§ **AIM**:
Can you rewrite the listing below with every "bottom bunk" changed to "top bunk" and nothing else altered?
--- begin ---
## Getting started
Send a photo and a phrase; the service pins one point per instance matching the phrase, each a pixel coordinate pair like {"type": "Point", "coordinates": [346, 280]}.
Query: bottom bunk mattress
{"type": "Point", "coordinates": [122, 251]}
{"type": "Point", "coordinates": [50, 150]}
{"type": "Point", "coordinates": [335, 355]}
--- end ---
§ **ANSWER TO THE PROBLEM**:
## Getting started
Send a photo and a phrase; the service pins one point per instance matching the phrase, each a pixel coordinate pair like {"type": "Point", "coordinates": [346, 280]}.
Query: top bunk mattress
{"type": "Point", "coordinates": [122, 251]}
{"type": "Point", "coordinates": [50, 150]}
{"type": "Point", "coordinates": [335, 355]}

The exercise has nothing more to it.